**TAREFA SOLICITADA:** Por favor, retome o texto sobre o governo Figueiredo e dê continuidade a ele a partir da última frase.

**TRECHO SELECIONADO:**
- - - -

A sucessão de Geisel foi disputada por dois militares: o general João Batista Figueiredo, apoiado pela ARENA, e o general Euler Bentes Monteiro, que pregava a rápida redemocratização, apoiado pelo MDB. Mais uma vez o Congresso Nacional ratificou o candidato oficial e o general Figueiredo apresentou uma plataforma em que se propunha a diminuir os gastos públicos, desestatizar a economia e ampliar a abertura política.
general João Batista Figueiredo
Eleito de forma indireta em outubro de 1978, o general João
Batista Figueiredo assumiu a presidência da República em março de 1979 para um
período de 6 anos – uma das imposições do Pacote de Abril, que aumentou o
mandato presidencial para prolongar a permanência dos militares no poder.
O governo Figueiredo foi pressionado por uma articulação cada vez mais corajosa das forças oposicionistas da sociedade civil, que exigiam basicamente volta ao estado de direito, com a convocação de uma Assembleia Nacional Constituinte, anistia política e justiça social.
A crise econômica se agravava, confirmando as previsões dos economistas da oposição. A taxa de inflação atingiu a casa dos 200%, a dívida pública interna ultrapassou 90 trilhões de cruzeiros, a dívida externa atingiu mais de 100 bilhões de dólares e o índice de desemprego real chegou aos 20% da mão-de-obra ativa.

- - - -

**DADOS FORNECIDOS:**
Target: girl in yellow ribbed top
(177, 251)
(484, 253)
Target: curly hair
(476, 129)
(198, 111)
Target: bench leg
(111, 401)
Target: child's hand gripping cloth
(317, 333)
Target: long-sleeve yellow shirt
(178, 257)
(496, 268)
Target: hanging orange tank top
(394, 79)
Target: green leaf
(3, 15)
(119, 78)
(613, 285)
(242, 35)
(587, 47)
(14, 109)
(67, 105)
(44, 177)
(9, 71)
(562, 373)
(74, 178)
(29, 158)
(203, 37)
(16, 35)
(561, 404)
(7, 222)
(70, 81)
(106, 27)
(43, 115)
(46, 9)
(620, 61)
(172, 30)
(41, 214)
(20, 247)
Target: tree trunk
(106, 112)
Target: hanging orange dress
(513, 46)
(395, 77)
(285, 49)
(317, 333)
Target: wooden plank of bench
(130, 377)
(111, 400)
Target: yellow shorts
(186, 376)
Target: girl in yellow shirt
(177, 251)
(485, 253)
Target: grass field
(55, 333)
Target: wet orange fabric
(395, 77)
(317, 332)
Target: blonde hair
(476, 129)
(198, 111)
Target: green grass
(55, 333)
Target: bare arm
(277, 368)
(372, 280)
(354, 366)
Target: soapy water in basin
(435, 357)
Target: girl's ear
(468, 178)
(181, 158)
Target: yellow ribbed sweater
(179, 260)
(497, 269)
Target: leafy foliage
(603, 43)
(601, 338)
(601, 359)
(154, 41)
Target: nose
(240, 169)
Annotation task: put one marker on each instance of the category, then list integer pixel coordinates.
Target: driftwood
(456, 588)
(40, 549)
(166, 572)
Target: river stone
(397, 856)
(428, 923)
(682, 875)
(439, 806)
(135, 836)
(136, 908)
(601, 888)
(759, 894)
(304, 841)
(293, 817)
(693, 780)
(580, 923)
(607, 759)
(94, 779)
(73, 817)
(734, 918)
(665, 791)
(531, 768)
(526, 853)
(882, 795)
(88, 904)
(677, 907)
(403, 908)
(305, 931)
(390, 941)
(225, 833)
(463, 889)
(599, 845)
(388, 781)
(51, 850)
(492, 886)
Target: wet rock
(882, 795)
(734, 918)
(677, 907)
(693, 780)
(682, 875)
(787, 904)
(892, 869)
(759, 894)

- - - -

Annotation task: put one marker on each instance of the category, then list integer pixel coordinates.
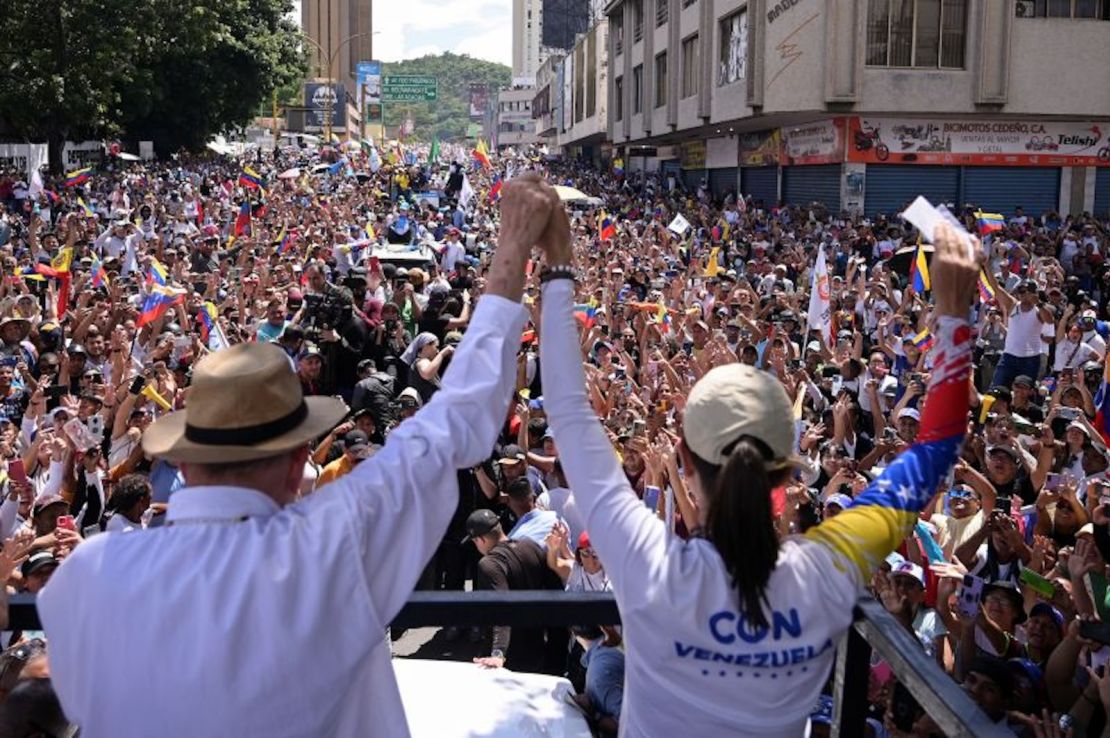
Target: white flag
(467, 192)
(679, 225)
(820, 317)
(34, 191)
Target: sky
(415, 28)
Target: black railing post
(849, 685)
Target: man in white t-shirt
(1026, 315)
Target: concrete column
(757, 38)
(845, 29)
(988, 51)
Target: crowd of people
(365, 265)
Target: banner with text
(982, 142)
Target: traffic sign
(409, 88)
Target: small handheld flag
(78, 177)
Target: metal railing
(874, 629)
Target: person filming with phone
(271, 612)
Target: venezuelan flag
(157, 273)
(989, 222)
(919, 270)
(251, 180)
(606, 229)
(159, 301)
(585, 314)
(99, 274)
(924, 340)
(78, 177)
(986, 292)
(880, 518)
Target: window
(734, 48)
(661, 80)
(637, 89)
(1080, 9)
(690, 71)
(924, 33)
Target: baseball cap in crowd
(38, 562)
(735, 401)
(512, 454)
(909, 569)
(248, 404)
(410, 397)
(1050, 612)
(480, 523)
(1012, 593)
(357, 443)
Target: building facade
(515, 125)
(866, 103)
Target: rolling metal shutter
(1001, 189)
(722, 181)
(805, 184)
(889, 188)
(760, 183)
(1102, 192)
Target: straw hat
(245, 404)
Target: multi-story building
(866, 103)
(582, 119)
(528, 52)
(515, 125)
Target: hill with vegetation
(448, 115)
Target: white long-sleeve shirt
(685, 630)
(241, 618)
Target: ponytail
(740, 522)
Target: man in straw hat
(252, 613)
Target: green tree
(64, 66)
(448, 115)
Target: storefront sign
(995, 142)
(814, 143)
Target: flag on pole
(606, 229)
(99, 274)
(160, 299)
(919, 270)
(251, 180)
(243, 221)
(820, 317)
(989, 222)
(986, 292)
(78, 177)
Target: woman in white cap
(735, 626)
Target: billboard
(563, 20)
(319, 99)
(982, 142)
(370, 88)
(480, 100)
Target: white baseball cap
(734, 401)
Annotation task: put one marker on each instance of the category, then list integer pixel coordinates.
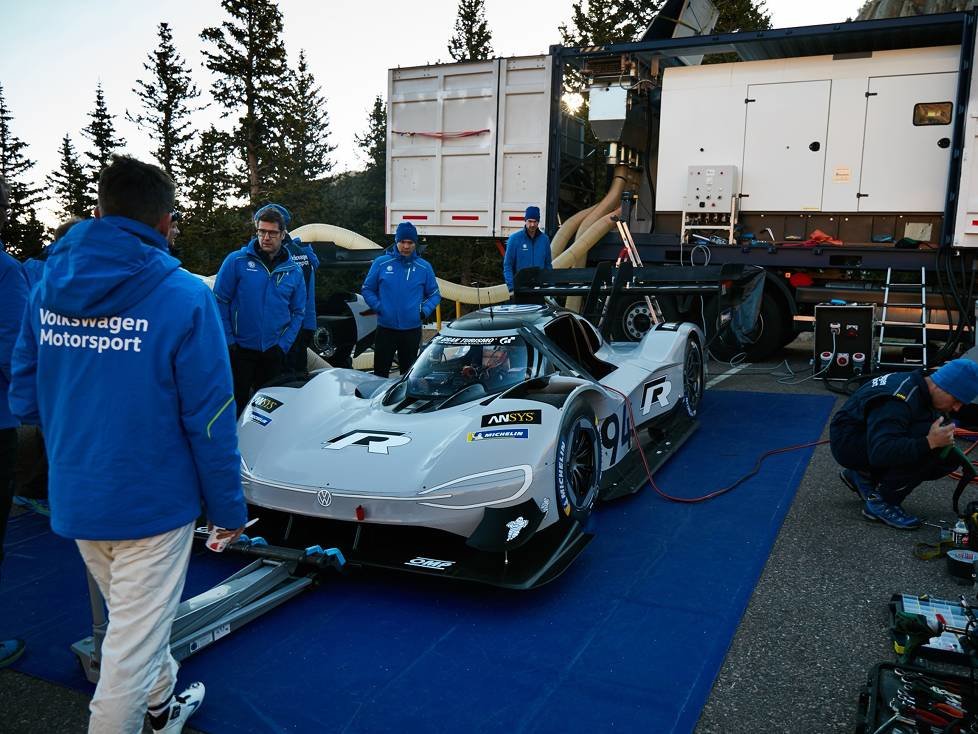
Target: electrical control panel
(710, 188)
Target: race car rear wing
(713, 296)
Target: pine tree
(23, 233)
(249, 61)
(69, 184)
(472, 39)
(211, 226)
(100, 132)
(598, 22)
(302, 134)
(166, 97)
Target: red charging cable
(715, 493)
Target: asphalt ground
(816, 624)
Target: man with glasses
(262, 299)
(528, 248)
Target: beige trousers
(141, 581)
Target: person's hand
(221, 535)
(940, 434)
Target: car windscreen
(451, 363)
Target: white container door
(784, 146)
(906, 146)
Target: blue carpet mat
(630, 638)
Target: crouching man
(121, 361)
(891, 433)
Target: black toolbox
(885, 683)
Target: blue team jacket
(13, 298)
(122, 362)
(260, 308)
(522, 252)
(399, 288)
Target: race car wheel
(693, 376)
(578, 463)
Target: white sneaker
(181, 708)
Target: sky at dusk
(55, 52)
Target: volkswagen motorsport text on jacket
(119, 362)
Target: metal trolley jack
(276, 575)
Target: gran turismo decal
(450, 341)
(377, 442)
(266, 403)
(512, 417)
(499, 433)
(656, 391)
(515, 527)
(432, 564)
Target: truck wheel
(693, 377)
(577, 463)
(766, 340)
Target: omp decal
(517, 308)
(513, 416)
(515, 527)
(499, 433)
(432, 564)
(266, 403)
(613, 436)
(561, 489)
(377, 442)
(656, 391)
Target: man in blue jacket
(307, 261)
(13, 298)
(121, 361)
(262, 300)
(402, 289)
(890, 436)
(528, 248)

- - - -

**RESULTADO DA TAREFA:**
A liberdade de imprensa permitiu que viesse à tona muitos escândalos financeiros com envolvimento de autoridades governamentais. O processo de abertura gradual continuou controlado pelo governo federal, embora fosse acelerado pelas exigências de uma sociedade pressionada durante quase duas décadas de ditadura. Por outro lado, setores mais radicais do poder, contrários à continuidade da abertura, organizavam atentados terroristas, buscando desestabilizar o próprio governo e criar condições para um retrocesso político.
Em março de 1979, metalúrgicos do ABC, região da Grande São Paulo, entraram novamente em greve, mobilizando 180 000 operários. O governo federal interveio no sindicato, destituindo suas lideranças. Essa foi a primeira de uma série de greves na região: em abril de 1981, 330 000 operários pararam durante 41 dias, enfrentando violenta repressão. Luís Inácio da Silva, o Lula, líder desses movimentos, tornou-se símbolo de uma ação sindical combativa e renovada. Mais de 200 greves eclodiram por todo o Brasil no ano de 1980, fato que se repetiu nos anos seguintes.
Em agosto de 1979, a União Nacional dos Estudantes (UNE) foi reorganizada, embora não recebesse reconhecimento oficial. Nesse mesmo ano foi aprovada a Lei de Anistia, proposta por Figueiredo, e no início de 1980 os presos políticos libertados e os exilados podiam voltar ao país.
No final de 1979, o governo extinguiu a ARENA e o MDB, forçando uma reforma partidária, em que, entretanto, estavam proibidos os partidos comunistas. Formaram-se os seguintes partidos: Partido Democrático Social (PDS), herdeiro da antiga ARENA; Partido do Movimento Democrático Brasileiro (PMDB), continuidade do antigo MDB; Partido Democrático Trabalhista(PDT), liderado por Leonel Brizola; Partido Trabalhista Brasileiro (PTB), formado por setores da Antiga ARENA; Partido dos Trabalhadores(PT), com uma proposta socialista; e o Partido Popular(PP), que logo se auto extinguiu.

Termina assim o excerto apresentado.